● **Exercise directions**:
How many lines of the entries contain the string "exact"? Give only the number.

** Opening Data extract block **

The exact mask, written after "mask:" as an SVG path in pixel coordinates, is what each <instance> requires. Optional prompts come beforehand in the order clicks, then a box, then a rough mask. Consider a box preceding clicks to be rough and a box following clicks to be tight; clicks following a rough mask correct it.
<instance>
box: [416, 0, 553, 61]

** Closing Data extract block **
** Opening Data extract block **

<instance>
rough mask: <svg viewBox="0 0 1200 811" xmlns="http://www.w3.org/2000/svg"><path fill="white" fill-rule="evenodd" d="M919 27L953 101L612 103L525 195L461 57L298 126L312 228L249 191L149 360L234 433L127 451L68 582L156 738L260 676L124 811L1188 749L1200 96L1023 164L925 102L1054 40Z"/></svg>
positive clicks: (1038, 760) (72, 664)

** Closing Data extract block **
** Opening Data extract block **

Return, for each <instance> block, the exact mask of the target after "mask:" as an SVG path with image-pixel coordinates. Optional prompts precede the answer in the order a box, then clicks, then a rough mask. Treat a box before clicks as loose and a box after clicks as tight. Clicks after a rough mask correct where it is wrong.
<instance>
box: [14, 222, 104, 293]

** Closing Data extract block **

● **Response for this exercise**:
2